Your goal: List every sponsor the racing comments name or describe.

Text:
--- Start ---

Their sponsors include AF Invest. Think that can continue? Another is "Lotto", a lottery. That one sounds more apt. Then there is a Temp employment corporation. ..that one might have to come in handy for some staffers unfortunately. Honestly not sure what NGM is, but Not Getting Money looks to be the state of affairs if they can't open up another cash flow while the investigation is underway. This will take a while. Lots of folks do "creative accounting," this looks like hands caught in the cookie jar going several steps further than that.

There is not only something called The Limit on the track with traction, looks like Cuzari grabbed a bunch too much throttle in multiple business dealings. About time high had a big highside!

Now about that Dorna "buying back a grid spot" we have heard about...crisis = opportunity for those at the ready. Who will it be? How much posturing and promises from Forward until Dorna goes forward with a other team? Those Open Yamahas are a thing of the past too. Personally I won't miss anything about them going if and when they do, and anticipate something good manifesting in their place. Bradl is likely to land on a decent seat, this one was so-so and not tough to equal.

The orange colors of their shirts look a lot like the ones in prison...hmmm.

Moving to Gresini is an excellent thought, although it would look like Bradl's career would be plummeting to the outside. However it's a win for Aprilia

it's a bloody mess. Not the first time this has happened in Motorsports. I hope someone learns something.

In my opinion, a humble one- Stefan Bradl IS worthy of a decent motogp ride/team.

I feel bad for both riders and would like to see them land seats elsewhere in the paddock, especially Stefan.

Stefan on an Aprilia would be great, mind you they would have a man with both factory Honda and open Yamaha experience. It would ofcourse be better if they had a man with factory Yamaha experience, but, you take what you can get.

However I must add, that looking at how they ended their relationship - which wasn't so good to start off with - Tom Sykes must be finding this hilarious.

--- End ---

Records:
--- Start ---

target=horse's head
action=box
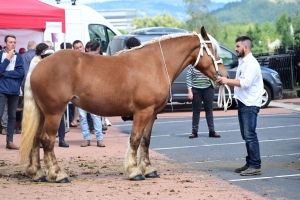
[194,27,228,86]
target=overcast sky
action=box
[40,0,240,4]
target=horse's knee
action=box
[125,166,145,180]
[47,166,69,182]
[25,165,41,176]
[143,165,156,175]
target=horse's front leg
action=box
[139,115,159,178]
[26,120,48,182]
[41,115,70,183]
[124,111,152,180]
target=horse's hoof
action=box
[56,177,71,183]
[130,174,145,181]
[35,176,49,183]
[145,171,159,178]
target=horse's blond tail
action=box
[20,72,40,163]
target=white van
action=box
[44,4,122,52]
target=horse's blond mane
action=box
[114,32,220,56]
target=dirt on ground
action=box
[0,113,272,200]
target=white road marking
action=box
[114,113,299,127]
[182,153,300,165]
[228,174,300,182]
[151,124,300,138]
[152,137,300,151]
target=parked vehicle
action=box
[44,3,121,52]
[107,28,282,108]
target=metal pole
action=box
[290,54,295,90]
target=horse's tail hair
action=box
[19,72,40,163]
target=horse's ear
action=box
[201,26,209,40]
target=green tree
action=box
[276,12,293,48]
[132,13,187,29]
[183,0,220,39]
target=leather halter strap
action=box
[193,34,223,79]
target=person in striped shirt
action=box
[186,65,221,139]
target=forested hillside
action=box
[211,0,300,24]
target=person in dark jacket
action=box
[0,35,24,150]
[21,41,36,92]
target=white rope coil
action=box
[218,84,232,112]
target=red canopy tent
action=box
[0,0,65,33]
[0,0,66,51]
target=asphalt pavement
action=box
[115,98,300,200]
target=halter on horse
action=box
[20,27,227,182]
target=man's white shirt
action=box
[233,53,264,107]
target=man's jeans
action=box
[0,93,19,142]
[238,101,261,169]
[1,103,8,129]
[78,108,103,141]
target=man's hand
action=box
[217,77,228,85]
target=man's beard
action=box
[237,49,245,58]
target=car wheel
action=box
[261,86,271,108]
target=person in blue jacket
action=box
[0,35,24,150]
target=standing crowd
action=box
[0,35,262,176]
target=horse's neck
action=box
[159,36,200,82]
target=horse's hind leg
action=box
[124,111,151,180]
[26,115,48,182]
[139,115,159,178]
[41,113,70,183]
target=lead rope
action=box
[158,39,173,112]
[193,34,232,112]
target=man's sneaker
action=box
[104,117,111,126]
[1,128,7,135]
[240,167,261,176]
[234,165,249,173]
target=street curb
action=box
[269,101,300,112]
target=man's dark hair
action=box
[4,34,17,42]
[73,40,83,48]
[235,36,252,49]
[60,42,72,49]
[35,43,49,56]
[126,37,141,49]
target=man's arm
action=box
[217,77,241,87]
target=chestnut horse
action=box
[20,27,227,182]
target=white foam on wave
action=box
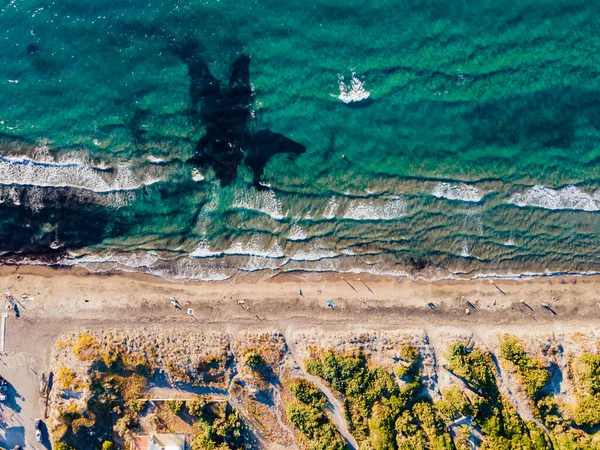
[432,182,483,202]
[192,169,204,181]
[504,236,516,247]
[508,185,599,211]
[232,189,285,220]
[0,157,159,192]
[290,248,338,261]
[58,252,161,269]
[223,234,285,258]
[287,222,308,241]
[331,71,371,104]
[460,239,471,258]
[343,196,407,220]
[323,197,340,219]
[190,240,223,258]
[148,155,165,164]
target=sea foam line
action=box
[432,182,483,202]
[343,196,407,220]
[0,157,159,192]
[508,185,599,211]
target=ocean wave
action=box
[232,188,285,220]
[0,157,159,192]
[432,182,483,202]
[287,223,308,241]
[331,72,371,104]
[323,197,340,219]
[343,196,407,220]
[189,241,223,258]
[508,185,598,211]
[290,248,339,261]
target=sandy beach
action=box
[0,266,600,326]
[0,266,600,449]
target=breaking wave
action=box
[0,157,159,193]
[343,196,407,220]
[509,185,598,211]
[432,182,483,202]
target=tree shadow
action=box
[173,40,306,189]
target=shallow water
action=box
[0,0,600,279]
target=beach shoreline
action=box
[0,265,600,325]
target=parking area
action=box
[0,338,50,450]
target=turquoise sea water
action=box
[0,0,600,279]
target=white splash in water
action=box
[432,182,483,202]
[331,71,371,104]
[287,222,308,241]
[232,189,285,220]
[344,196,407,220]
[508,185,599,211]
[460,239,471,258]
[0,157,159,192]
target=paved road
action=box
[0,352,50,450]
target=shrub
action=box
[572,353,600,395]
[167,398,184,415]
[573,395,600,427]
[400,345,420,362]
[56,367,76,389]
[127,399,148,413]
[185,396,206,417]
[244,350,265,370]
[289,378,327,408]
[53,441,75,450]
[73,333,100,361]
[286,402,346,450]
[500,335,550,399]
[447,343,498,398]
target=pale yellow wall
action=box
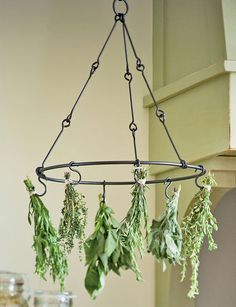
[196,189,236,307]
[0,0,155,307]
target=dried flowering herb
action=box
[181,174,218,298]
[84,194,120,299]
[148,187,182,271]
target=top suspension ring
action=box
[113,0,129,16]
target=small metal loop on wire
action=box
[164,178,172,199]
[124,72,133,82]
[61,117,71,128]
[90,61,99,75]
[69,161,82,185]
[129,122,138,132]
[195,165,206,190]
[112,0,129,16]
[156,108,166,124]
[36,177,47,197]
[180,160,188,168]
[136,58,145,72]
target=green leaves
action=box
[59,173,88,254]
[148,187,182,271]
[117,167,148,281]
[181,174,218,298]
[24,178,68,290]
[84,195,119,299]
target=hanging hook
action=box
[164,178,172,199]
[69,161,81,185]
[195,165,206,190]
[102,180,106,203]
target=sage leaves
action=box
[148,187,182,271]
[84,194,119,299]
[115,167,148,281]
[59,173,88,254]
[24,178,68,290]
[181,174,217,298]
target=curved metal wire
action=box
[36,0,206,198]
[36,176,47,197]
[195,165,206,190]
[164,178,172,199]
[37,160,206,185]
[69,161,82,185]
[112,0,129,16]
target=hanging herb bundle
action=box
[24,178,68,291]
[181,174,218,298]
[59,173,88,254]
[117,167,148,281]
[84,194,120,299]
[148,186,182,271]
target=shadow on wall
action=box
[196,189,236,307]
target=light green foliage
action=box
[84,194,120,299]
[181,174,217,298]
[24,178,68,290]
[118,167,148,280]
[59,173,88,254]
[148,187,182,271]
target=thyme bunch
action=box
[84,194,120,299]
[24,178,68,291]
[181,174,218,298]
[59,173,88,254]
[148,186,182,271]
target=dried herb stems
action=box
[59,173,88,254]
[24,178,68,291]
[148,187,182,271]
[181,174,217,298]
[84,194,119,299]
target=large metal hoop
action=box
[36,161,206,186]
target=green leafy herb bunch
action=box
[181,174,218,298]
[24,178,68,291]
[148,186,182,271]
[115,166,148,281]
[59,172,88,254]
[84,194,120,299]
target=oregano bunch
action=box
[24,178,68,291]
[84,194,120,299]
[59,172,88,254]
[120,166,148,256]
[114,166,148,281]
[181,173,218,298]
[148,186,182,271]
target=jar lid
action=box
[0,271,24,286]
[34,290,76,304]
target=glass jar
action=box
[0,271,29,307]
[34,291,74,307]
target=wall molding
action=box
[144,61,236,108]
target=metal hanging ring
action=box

--- End ---
--- Start ---

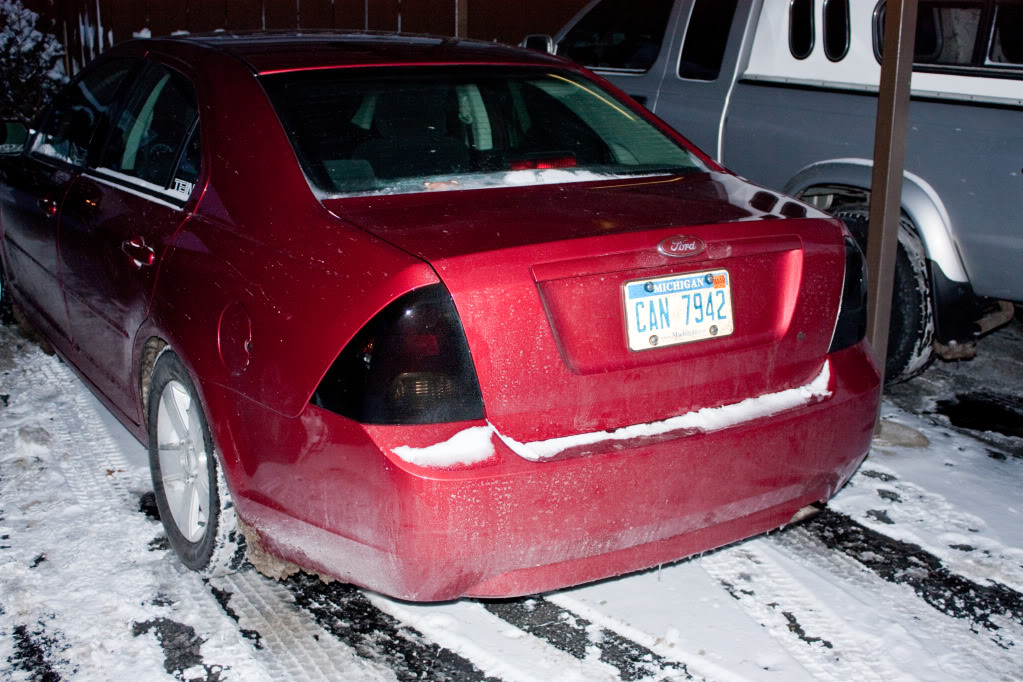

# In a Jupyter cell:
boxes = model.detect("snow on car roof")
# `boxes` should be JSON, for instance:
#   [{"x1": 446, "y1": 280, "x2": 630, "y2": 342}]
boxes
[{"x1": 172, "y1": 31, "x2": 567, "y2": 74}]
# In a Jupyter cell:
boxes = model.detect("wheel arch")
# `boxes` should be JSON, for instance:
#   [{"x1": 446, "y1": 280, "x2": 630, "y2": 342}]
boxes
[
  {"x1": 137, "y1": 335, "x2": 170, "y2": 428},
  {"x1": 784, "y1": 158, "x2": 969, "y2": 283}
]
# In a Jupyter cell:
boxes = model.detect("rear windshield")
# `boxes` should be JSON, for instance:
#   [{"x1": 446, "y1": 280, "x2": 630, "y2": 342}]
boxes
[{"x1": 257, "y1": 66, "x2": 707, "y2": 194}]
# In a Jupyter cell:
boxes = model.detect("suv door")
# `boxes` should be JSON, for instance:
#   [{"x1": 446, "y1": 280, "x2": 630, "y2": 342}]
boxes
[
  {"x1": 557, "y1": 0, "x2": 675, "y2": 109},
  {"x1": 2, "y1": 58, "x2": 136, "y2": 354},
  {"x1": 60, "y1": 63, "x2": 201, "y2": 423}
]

--- End ---

Response below: AF Invest; Lotto, a lottery; a temp employment corporation; NGM